* _ARTICLE_
________________

Namespace (computer science)

A namespace (sometimes also called a name scope) is an abstract container or environment created to hold a logical grouping of unique identifiers or symbols (i.e., names). An identifier defined in a namespace is associated only with that namespace. The same identifier can be independently defined in multiple namespaces. That is, the meaning associated with an identifier defined in one namespace may or may not have the same meaning as the same identifier defined in another namespace. Languages that support namespaces specify the rules that determine to which namespace an identifier (not its definition) belongs.^[1]

For example, Bill works for company X and his employee ID is 123. Jane works for company Y and her employee ID is also 123. The reason Bill and Jane can be identified by the same ID number is because they work for different companies. The different companies in this case would symbolize different namespaces. There would be serious confusion if the two people worked for the same company, and still had the same employee ID. For instance, a paycheck issued to employee ID 123 would not identify which person should receive the check.

In large computer programs or documents it is not uncommon to have hundreds or thousands of identifiers. Namespaces (or a similar technique, see Emulating namespaces) provide a mechanism for hiding local identifiers. They provide a means of grouping logically related identifiers into corresponding namespaces, thereby making the system more modular.

________________

Point annotation data:
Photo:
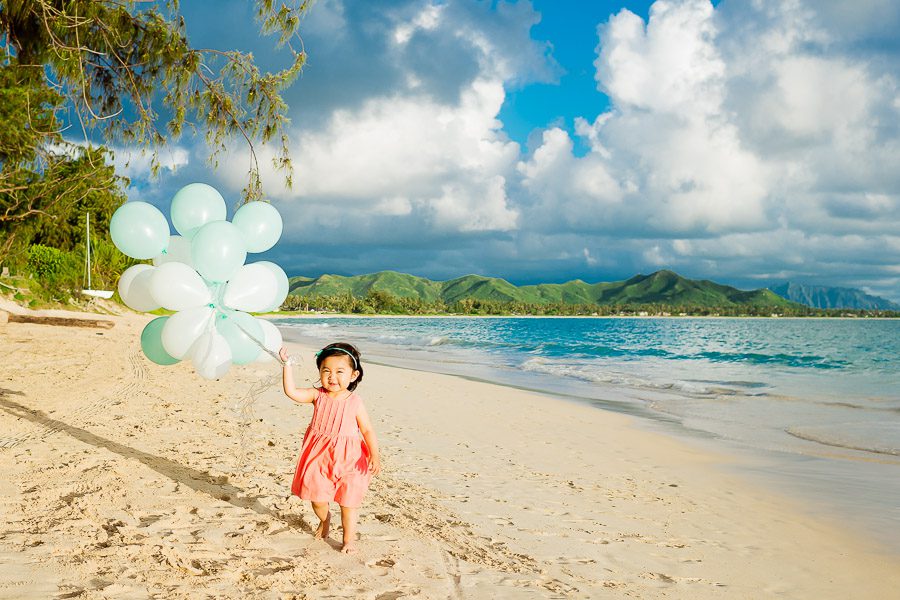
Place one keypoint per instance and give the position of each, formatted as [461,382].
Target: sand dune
[124,479]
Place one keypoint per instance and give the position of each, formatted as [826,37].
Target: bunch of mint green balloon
[201,275]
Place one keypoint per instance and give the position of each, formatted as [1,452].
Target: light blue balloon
[139,230]
[151,342]
[283,284]
[195,205]
[218,250]
[243,348]
[261,225]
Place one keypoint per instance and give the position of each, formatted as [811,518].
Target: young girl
[334,462]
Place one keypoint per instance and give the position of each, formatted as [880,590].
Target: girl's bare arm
[299,395]
[365,428]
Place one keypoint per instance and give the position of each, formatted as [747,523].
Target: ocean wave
[782,359]
[875,437]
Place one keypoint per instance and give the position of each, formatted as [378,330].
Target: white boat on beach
[87,266]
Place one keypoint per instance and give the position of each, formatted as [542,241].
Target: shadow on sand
[214,486]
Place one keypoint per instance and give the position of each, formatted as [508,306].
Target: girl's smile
[337,373]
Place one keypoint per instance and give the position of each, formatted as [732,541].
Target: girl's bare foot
[324,528]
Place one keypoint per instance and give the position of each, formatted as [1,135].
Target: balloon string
[260,344]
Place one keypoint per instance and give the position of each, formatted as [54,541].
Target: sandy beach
[125,479]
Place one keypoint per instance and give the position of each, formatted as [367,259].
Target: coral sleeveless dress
[334,460]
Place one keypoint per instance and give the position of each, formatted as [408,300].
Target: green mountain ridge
[662,287]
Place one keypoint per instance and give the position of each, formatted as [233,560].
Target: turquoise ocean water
[815,401]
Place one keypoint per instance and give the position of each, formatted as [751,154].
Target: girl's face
[337,373]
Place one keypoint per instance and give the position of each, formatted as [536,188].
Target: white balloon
[271,340]
[179,250]
[134,288]
[283,285]
[195,205]
[176,286]
[260,224]
[253,288]
[211,355]
[183,328]
[218,250]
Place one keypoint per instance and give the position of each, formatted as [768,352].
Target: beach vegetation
[664,293]
[128,72]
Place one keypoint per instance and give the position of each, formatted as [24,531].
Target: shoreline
[324,315]
[488,491]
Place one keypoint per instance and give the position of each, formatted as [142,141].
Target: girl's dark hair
[342,349]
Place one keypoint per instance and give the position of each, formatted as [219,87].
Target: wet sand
[125,479]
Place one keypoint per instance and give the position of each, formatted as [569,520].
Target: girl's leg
[348,522]
[321,510]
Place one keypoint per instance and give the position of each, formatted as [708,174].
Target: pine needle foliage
[120,64]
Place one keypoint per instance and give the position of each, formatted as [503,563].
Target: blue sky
[748,143]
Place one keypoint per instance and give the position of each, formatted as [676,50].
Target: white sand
[122,480]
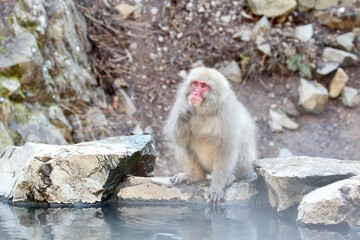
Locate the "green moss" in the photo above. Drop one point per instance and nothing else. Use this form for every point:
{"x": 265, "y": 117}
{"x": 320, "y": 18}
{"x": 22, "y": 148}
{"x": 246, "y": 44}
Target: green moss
{"x": 15, "y": 72}
{"x": 20, "y": 113}
{"x": 297, "y": 63}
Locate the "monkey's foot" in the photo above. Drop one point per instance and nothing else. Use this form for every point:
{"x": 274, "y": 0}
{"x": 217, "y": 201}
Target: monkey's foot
{"x": 216, "y": 198}
{"x": 231, "y": 180}
{"x": 182, "y": 178}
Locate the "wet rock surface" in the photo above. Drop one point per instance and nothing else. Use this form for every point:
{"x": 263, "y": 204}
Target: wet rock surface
{"x": 289, "y": 179}
{"x": 85, "y": 173}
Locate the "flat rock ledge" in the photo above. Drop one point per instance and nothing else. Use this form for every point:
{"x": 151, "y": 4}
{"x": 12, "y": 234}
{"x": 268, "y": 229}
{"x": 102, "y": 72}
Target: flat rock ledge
{"x": 85, "y": 173}
{"x": 320, "y": 191}
{"x": 160, "y": 190}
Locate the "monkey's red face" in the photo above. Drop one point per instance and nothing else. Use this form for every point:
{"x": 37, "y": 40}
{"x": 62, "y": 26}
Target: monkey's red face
{"x": 198, "y": 89}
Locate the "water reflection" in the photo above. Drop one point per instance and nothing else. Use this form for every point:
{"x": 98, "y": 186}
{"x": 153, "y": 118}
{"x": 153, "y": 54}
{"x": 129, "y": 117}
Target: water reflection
{"x": 152, "y": 222}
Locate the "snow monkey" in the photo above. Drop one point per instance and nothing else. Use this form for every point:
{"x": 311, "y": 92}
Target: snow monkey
{"x": 212, "y": 132}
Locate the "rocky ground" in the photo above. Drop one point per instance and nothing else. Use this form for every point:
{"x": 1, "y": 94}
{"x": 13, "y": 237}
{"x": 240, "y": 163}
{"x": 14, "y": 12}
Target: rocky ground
{"x": 139, "y": 52}
{"x": 144, "y": 52}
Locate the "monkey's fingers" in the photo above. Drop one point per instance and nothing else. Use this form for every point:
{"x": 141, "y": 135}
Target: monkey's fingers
{"x": 216, "y": 198}
{"x": 177, "y": 179}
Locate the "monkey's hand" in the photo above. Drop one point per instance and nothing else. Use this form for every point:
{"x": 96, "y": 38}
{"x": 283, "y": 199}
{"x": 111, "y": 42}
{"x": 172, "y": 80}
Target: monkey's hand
{"x": 182, "y": 178}
{"x": 186, "y": 114}
{"x": 216, "y": 197}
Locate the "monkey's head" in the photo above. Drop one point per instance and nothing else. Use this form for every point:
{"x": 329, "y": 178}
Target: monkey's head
{"x": 206, "y": 88}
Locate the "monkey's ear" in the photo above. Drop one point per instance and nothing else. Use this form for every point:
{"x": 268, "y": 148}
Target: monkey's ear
{"x": 183, "y": 74}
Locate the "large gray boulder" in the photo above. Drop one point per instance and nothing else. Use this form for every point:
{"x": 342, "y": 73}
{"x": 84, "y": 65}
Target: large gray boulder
{"x": 335, "y": 203}
{"x": 72, "y": 174}
{"x": 287, "y": 180}
{"x": 159, "y": 189}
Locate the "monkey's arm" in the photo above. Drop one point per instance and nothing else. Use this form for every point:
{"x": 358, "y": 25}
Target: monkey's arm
{"x": 182, "y": 132}
{"x": 224, "y": 161}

________________

* _TO DO_
Copy the passage of the namespace article starting at "In large computer" and ending at "system more modular.".

* _FULL ANSWER_
In large computer programs or documents it is not uncommon to have hundreds or thousands of identifiers. Namespaces (or a similar technique, see Emulating namespaces) provide a mechanism for hiding local identifiers. They provide a means of grouping logically related identifiers into corresponding namespaces, thereby making the system more modular.